BEGIN

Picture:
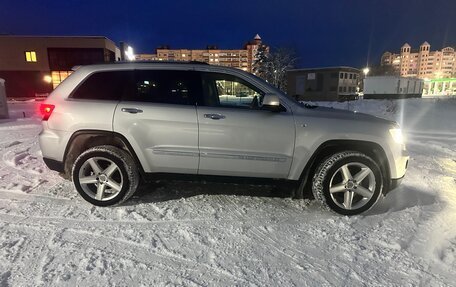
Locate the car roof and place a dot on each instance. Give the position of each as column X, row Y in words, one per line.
column 193, row 65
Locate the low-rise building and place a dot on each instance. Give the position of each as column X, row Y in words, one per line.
column 34, row 65
column 323, row 84
column 392, row 87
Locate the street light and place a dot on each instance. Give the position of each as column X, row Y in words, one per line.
column 129, row 53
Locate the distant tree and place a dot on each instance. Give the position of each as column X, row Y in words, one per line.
column 273, row 66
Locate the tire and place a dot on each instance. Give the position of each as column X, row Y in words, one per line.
column 348, row 183
column 105, row 175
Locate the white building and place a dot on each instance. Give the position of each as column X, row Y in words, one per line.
column 392, row 87
column 3, row 103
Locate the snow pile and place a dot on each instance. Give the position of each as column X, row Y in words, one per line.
column 193, row 234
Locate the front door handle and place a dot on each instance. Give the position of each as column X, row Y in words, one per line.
column 214, row 116
column 131, row 110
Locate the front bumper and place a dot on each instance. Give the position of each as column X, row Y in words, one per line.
column 53, row 164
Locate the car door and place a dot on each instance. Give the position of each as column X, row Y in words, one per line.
column 159, row 120
column 236, row 137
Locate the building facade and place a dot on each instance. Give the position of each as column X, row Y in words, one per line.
column 422, row 63
column 392, row 87
column 237, row 58
column 34, row 65
column 323, row 84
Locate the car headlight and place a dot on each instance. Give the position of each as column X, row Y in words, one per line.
column 396, row 134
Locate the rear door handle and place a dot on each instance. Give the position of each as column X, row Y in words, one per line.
column 214, row 116
column 131, row 110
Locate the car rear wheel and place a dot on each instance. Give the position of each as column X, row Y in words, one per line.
column 105, row 175
column 348, row 183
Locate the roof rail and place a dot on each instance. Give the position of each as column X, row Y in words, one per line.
column 160, row 62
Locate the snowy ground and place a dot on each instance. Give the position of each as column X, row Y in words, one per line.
column 175, row 233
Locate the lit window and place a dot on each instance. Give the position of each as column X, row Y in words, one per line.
column 30, row 56
column 58, row 77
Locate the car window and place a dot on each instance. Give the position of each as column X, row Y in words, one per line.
column 169, row 87
column 104, row 86
column 230, row 91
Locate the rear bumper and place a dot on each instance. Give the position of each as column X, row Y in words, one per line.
column 53, row 164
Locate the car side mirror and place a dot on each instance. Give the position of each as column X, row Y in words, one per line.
column 271, row 102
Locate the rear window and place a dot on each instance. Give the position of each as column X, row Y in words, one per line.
column 105, row 86
column 168, row 87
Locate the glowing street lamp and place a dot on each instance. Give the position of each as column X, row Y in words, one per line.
column 129, row 54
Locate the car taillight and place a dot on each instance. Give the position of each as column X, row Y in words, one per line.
column 46, row 111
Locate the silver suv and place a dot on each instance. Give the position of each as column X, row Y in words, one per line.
column 109, row 126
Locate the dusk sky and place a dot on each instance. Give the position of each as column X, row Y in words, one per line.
column 324, row 33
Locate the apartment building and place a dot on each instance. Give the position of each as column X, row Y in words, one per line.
column 34, row 65
column 422, row 63
column 237, row 58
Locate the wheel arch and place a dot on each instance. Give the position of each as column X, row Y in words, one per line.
column 371, row 149
column 82, row 140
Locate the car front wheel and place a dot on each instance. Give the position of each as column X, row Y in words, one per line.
column 348, row 183
column 105, row 175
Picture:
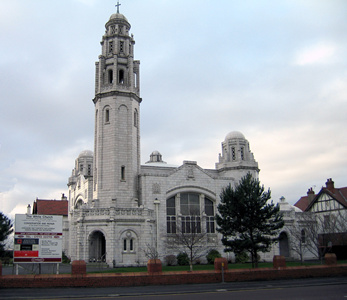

END

• _TASK TO COMPLETE_
Transcribe exactly the lines from the one with "Locate the rear bumper" to the last line of the records, both included, so that no picture appears in the copy.

• _PROBLEM SOLUTION_
Locate the rear bumper and place a dot on each instance. Give the position of each as column X, row Y in words, one per line.
column 53, row 164
Locate the car side mirror and place a dot on each instance. Give the position of each as column X, row Y in words, one per line.
column 271, row 102
Locate the rear window and place a dot on each instance. Give the position of each as column X, row Y in words, one per line.
column 105, row 86
column 168, row 87
Locate the glowing street lamp and place a dot on each instance. Give the position of each as column X, row Y in words, one per line.
column 129, row 54
Locate the car taillight and place a dot on each instance. Give the position of each as column X, row Y in words, one per line.
column 46, row 111
Locate the silver suv and place a dot on each instance. Give the position of each as column X, row Y in words, one per line.
column 109, row 126
Locate the dusk sky and place a dot on each instance. Give the position of each as column X, row Y in words, one per line.
column 324, row 33
Locate the apartment building and place a dot on each instance. Give the position of each as column X, row Y in words, one per line.
column 34, row 65
column 422, row 63
column 237, row 58
Locate the wheel arch and place a dot on each instance. Give the position of each as column X, row Y in words, one per line.
column 371, row 149
column 82, row 140
Locate the car front wheel and place a dot on each instance. Give the position of each as column X, row Y in words, one per line.
column 348, row 183
column 105, row 175
Picture:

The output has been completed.